*Задание 1*.
Переведите на английский язык это предложение из отрывка о ночлежках: «Прежде всего агенты кидались за этот полог, и при обыске почти всегда обнаруживалось краденое».
*Задание 2*.
Продолжите отрывок о ночлежках с того места, на котором он заканчивается.

*Приведённый отрывок*.

▼

В каждом этаже находился длинный общий коридор, куда выходили двери всех квартир. Двери эти, по требованию полиции, никогда не запирались на замок. Толкнув такую дверь, я быстро входил с отрядом, и если помещение было в первом этаже, то люди мои кидались к окнам, предупреждая побеги.

Квартиры состояли обычно из 2–3 комнат, из которых одна была «дворянской». Носила она это пышное наименование вследствие того, что вместо нар в ней находились кровати с некоторым подобием тюфяков и ночевка в ней стоила целый пятак; на нарах же люди устраивались копейки за три; для кого же и эта цифра была велика, те приобретали за копейку право спать на полу, под нарами, за печкой и в т. п. менее привилегированных местах.

Угол первой комнаты всегда был огорожен грязным пологом, за которым находилась «квартира» хозяина или хозяйки этой ночлежки.

Прежде всего агенты кидались за этот полог, и при обыске почти всегда обнаруживалось краденое.

Если бы произвести химический анализ воздуха этих помещений, то надо думать, что, наперекор законам природы, кислорода в нем не оказалось бы совсем.

Что представляли из себя обитатели этого логовища? Мне кажется, что, суммируя героев горьковского «Дна» с героями купринской «Ямы» и возведя эту компанию в куб, можно было бы получить лишь приблизительное представление об обитателях Кулаковских ночлежных квартир.

Быть может, чувствительные, но мало вдумчивые люди спросят: как могло правительство терпеть подобные очаги всевозможной заразы?

Но что же было делать. Эти ночлежки, как и дома терпимости, вызывались самой жизнью, и волей-неволей приходилось их терпеть. Без них куда девались бы непреступные, хотя бы опустившиеся люди? Ведь плата в ночлежных домах не всем была доступна; организовать же бесплатные, сколько-нибудь благоустроенные, помещения не представлялось возможным, так как, при крайней нетребовательности простого русского человека, это значило бы взять на себя заботу о квартирах чуть ли не для половины России. Да, наконец, помимо гуманитарных соображений, уничтожение Кулаковских и им подобных квартир не повело бы ни к чему. Они выпирались жизнью в силу сложных социальных условий, и уничтожение этих скученных центров имело бы непосредственным последствием лишь распыление их по всей территории города, что только бы затруднило общий надзор за ними.

▲

*Строки набора данных*.
▼

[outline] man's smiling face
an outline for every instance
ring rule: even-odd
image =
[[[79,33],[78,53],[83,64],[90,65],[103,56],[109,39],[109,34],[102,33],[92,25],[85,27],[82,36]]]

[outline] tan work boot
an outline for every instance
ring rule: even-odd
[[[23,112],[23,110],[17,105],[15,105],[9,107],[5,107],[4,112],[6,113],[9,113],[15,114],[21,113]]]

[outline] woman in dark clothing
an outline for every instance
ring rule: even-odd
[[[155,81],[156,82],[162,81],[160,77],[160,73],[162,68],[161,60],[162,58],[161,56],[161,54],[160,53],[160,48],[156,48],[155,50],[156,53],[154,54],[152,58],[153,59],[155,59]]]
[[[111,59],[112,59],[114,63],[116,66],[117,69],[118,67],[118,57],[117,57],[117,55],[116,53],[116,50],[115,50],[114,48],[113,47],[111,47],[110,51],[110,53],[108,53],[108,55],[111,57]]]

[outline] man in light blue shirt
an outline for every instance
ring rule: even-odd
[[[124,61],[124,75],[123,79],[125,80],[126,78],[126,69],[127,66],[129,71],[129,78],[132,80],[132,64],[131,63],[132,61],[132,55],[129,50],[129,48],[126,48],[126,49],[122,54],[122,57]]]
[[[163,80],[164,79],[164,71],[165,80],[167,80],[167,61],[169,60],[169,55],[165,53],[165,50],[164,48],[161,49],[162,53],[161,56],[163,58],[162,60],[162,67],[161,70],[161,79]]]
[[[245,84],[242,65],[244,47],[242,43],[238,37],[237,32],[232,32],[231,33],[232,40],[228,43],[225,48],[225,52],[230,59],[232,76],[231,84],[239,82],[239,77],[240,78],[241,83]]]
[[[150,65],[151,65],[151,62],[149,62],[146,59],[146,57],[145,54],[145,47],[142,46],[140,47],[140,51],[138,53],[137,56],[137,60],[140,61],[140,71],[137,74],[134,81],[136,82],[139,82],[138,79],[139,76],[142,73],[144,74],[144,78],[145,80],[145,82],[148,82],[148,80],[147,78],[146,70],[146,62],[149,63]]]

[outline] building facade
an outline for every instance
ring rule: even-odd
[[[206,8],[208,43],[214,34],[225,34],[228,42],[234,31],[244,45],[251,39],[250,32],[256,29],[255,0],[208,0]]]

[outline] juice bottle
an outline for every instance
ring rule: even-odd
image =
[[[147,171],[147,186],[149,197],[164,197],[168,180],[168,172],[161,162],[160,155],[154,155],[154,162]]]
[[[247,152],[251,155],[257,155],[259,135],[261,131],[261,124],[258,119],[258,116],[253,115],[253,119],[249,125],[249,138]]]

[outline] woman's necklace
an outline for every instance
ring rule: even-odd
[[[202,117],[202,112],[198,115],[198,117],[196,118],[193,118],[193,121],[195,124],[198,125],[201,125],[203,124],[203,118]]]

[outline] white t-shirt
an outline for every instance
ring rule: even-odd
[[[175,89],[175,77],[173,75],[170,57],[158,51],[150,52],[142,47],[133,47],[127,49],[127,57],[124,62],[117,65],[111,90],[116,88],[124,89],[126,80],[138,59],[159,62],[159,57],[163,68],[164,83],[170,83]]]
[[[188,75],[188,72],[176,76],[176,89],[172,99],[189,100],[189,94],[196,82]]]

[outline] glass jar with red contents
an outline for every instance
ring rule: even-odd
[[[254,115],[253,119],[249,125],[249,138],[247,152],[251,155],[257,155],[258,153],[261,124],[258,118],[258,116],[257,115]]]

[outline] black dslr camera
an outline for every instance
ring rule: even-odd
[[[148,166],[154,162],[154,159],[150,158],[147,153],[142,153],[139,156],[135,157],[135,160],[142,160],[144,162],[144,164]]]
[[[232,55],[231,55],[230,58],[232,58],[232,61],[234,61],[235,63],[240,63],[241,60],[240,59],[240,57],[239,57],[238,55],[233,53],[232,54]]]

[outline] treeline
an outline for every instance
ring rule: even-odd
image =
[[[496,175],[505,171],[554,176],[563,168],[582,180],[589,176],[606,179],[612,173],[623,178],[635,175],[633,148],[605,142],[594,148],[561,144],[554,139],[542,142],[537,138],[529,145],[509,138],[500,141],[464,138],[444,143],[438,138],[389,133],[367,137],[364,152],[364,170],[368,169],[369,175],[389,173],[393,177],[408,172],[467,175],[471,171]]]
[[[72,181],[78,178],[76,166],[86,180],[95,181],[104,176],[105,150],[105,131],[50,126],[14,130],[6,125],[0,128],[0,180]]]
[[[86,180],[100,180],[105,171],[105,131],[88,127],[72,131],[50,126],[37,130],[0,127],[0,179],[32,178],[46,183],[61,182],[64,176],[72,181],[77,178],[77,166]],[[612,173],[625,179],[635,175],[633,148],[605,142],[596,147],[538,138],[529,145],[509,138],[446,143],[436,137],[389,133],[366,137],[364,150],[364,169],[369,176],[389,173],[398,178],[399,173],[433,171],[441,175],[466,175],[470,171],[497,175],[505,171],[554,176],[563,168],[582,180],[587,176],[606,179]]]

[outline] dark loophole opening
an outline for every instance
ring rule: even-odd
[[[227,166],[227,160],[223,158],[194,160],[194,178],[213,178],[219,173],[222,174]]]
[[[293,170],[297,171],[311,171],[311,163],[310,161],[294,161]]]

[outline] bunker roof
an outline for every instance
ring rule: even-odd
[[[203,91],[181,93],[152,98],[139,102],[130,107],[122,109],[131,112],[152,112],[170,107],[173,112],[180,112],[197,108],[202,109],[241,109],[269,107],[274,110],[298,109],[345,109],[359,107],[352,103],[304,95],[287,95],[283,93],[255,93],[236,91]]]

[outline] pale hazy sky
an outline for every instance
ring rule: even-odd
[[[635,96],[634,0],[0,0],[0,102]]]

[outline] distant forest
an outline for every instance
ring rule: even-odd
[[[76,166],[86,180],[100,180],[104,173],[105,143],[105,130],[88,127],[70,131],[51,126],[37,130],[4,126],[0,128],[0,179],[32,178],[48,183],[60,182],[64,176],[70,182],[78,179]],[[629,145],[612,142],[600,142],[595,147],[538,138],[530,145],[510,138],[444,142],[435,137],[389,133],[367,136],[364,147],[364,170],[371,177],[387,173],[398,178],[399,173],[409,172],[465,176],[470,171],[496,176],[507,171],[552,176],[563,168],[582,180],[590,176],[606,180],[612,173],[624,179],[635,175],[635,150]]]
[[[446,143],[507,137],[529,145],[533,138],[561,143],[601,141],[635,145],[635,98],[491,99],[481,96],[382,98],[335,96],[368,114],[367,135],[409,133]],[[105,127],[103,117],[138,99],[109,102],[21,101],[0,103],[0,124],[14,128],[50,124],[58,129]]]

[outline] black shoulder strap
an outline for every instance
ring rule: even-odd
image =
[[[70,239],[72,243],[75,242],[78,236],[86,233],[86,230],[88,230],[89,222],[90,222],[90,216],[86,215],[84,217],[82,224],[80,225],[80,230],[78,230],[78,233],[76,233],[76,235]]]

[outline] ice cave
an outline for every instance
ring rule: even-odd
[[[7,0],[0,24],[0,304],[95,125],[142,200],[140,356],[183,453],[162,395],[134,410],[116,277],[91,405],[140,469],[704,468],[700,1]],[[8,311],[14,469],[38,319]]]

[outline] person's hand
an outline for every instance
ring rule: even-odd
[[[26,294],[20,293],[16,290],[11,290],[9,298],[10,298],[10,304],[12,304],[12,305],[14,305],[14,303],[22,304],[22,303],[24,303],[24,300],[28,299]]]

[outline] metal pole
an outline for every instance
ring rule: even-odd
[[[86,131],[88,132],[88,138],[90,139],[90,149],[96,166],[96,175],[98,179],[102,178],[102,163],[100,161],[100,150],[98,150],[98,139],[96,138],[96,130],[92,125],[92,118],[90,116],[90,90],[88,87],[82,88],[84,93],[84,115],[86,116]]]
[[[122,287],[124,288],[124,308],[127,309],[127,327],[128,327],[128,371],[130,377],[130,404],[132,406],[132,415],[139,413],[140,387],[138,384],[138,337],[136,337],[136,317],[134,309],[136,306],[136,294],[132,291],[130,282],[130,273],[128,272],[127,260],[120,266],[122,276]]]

▲

*Результат выполнения 1*.
First of all, the agents rushed behind this curtain, and a search almost always turned up stolen goods.

*Результат выполнения 2*.
Наше появление вызывало сильное смятение. Впрочем, опытный взор и в этом смятении мог бы усмотреть известную последовательность и закономерность. Добрая половина жильцов оставалась сравнительно спокойной, лениво потягивалась на нарах и встречала нас возгласами вроде: «Ишь, сволочи, опять притащились! Не дают покоя честным людям!» У этих «флегматиков» можно было бы и не спрашивать документов – они были, конечно, в исправности.

Не то делалось с другой половиной ночлежников! Они в ужасе рассыпались по помещению, забивались за печки, прятались под нары, лезли чуть ли не в щели.

За хозяйской перегородкой очищали место, и мы приступали к опросу и поверке каждого. Жутью веяло от этих людей, давно потерявших образ и подобие Божие: в лохмотьях, опухшие от пьянства, в синяках и ранах от недавних драк, все эти бывшие, а иногда даже и титулованные люди внушали ужас, жалость и отвращение.

Впрочем, бывали случаи, когда среди этих бывших чиновников, офицеров, актеров, докторов и публицистов вдруг проявлялись проблески давно замерших переживаний человеческих, и больно и смешно было подмечать эти переживания, столь не гармонирующие со звериным обликом их носителей. Эта группа бывших интеллигентов производила наиболее тягостное впечатление.

– Где постоянно живешь? – спрашиваешь босяка.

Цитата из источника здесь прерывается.